(Saved data entries)
* * *

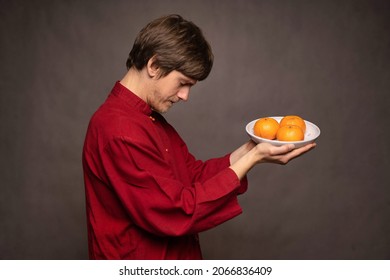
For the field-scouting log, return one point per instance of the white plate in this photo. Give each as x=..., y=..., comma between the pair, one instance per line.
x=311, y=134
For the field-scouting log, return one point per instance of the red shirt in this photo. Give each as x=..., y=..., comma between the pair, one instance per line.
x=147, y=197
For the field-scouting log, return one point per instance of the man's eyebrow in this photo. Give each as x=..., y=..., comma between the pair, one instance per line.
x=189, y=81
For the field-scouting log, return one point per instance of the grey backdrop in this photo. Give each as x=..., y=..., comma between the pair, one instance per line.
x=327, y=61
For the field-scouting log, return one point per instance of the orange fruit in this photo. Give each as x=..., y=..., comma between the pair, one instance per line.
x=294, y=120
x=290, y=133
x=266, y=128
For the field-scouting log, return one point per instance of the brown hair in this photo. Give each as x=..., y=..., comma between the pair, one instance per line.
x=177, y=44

* * *

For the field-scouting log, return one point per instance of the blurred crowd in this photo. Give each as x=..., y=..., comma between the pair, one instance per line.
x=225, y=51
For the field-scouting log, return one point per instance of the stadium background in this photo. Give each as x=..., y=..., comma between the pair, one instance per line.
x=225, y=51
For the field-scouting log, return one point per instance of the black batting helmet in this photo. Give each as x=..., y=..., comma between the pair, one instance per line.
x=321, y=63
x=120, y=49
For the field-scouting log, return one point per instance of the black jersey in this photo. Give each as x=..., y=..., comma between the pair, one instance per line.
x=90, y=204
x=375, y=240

* * *

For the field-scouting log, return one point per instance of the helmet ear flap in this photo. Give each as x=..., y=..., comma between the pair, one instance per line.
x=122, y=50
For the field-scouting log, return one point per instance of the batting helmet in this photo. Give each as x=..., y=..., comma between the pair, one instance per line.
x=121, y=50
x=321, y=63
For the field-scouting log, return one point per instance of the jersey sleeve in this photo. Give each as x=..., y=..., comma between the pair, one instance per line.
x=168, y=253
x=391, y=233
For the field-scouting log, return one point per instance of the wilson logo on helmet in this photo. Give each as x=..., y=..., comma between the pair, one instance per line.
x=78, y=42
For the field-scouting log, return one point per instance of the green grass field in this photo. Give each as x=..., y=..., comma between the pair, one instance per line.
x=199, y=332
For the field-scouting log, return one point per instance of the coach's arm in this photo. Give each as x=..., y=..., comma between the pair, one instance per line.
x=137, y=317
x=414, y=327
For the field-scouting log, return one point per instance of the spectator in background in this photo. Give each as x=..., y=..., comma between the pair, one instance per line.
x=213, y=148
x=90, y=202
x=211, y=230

* * *

* GOAL:
Format everything from the line with "of the white" down to the line with "x=147, y=197", both included, as a JSON list of strings with one string per line and no blank lines.

* FINISHED ANSWER:
[
  "For the field-scouting log, return one point per instance of the white plate in this photo. Give each as x=..., y=..., comma between the pair, one instance per line.",
  "x=311, y=134",
  "For the field-scouting log, return one point per instance of the red shirt in this photo. Give each as x=..., y=..., comma between the pair, one instance per line.",
  "x=147, y=197"
]